• _WORK REQUEST_: An exact repetition of all the entries that follow is required.

START GIVEN RECORDS

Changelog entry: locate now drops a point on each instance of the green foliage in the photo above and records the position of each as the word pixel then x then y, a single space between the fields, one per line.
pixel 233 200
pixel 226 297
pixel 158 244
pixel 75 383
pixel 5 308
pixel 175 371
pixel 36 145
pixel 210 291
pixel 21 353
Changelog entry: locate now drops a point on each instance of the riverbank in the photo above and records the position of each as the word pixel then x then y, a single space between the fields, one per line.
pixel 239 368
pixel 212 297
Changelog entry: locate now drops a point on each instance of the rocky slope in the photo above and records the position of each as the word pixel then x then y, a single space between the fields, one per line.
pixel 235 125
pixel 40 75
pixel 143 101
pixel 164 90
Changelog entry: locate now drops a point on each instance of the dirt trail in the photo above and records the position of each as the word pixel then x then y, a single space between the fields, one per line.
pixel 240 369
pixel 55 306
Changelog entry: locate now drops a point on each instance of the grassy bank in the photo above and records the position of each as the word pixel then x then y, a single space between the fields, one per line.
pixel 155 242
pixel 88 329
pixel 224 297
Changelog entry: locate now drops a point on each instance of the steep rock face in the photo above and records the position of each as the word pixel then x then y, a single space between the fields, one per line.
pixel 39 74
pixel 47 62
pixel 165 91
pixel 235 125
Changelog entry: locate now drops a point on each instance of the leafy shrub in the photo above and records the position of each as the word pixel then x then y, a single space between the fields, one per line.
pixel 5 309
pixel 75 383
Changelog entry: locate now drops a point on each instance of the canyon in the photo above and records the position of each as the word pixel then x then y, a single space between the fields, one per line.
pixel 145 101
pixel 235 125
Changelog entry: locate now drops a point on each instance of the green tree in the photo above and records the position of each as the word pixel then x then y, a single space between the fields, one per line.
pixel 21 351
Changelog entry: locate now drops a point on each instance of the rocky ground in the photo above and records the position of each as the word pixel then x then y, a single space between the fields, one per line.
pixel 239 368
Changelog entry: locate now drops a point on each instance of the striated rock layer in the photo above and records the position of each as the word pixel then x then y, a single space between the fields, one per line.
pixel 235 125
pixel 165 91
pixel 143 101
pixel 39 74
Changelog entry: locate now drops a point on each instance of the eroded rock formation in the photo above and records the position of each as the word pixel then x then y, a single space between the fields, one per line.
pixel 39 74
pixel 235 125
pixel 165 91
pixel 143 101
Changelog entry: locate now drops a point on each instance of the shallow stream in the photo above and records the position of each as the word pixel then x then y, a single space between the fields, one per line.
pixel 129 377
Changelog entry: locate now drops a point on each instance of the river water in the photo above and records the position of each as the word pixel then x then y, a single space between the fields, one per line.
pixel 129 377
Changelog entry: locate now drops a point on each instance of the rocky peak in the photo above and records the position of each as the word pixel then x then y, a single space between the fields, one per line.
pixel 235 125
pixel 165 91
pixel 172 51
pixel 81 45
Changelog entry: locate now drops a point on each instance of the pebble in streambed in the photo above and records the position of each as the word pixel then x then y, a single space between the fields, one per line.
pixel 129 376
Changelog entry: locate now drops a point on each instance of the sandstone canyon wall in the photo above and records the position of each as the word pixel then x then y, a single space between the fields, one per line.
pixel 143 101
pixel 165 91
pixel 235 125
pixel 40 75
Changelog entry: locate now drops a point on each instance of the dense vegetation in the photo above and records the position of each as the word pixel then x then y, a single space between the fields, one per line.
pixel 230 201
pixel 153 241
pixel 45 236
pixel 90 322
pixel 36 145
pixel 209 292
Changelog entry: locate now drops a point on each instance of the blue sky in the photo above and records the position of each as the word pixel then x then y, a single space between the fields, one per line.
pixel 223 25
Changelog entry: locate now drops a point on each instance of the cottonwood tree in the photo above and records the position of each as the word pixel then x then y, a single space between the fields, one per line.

END GIVEN RECORDS

• _OUTPUT OF THE TASK_:
Changelog entry: locate now drops a point on each instance of the green foliage in the photo above and records the position of each as the word pixel then x then y, a single space between the fields, one per line.
pixel 233 200
pixel 226 297
pixel 158 244
pixel 75 383
pixel 5 308
pixel 175 371
pixel 36 145
pixel 210 291
pixel 21 353
Changelog entry: locate now drops a point on each instance of the riverbank in the photo above and records the position of each as the word pixel then x then y, a single space between the fields, one per line.
pixel 239 368
pixel 212 297
Changelog entry: locate now drops a point on each instance of the rocky slope in the photo above and records the position of each as the word pixel then x then y, a single space between the fields, one per line.
pixel 235 125
pixel 40 75
pixel 143 101
pixel 164 90
Changelog entry: locate now drops a point on each instance of the dirt trail in the photo above and records the position of each as the word pixel then x then y, a single space between the fields, one per line.
pixel 240 369
pixel 55 306
Changelog entry: locate now drops a point on each instance of the grassy bank in the photo above and records the position of each as the word pixel then x then y, a single space between the fields, one per line.
pixel 155 242
pixel 88 329
pixel 224 297
Changelog entry: locate now drops a point on each instance of the steep rock face in the photo above and records the position of each as the word pixel then x then y, a single space between the fields, one per line.
pixel 39 74
pixel 47 62
pixel 165 91
pixel 235 125
Changelog entry: locate now drops a point on each instance of the leafy shrub in the photo above and records the position of each as the word pixel then x then y, a single space between the fields, one per line.
pixel 5 309
pixel 75 383
Changelog entry: locate now drops a point on each instance of the canyon in the photo above and records the position of each as the word pixel then x then y, a single space between the fields, one per line.
pixel 145 101
pixel 235 125
Changelog entry: locate now drops a point on each instance of the green tree in the photo above and records the position of each as the word pixel then x then y, a single space between the fields, one per line.
pixel 21 351
Changelog entry: locate now drops a point on each instance of the rocky ground in the photo above and records the position of each as the word pixel then x then y, a single space between the fields, one per line.
pixel 239 368
Changelog entry: locate now drops a point on each instance of the striated rock layer in the photo above and records the position of each as the word pixel then x then y, a single space between the fields, one per line.
pixel 235 125
pixel 165 91
pixel 143 101
pixel 39 74
Changelog entry: locate now drops a point on each instance of the eroded rock formation in the photo above and records the position of each as the word pixel then x then y, a single space between the fields, one per line.
pixel 39 74
pixel 235 125
pixel 165 91
pixel 143 101
Changelog entry: locate now drops a point on each instance of the shallow stream in the photo above and records the position of each as the word pixel then x then y, a single space between the fields, one per line.
pixel 129 377
Changelog entry: locate now drops a point on each instance of the river water in the photo above and records the position of each as the word pixel then x then y, a single space between the fields, one per line.
pixel 129 377
Changelog entry: locate now drops a point on each instance of the rocky peak in the photo above and records the position of each as the word pixel then x then y, a single space between the fields, one per line.
pixel 235 125
pixel 165 91
pixel 172 51
pixel 81 45
Changelog entry: locate now drops a point on each instance of the pebble in streambed in the photo above and records the position of each as the word pixel then x then y, a single space between the fields, one per line.
pixel 129 376
Changelog entry: locate now drops a point on each instance of the sandstone canyon wall in the photo above and records the position of each as the word pixel then x then y, a single space between the fields, one per line.
pixel 143 101
pixel 165 91
pixel 235 125
pixel 40 75
Changelog entry: locate now drops a point on each instance of the dense vegetation in the photo above and records the position of each as the word pixel then x then y, a single space between the fields, one per line.
pixel 230 201
pixel 153 241
pixel 45 236
pixel 90 322
pixel 36 145
pixel 209 292
Changelog entry: locate now drops a point on each instance of the blue sky in the photo above and records the position of each as the word pixel then x then y, a single space between the fields, one per line.
pixel 223 25
Changelog entry: locate now drops a point on each instance of the cottonwood tree in the photo above and records the position of each as the word pixel then x then y, a single space between the fields, one per line.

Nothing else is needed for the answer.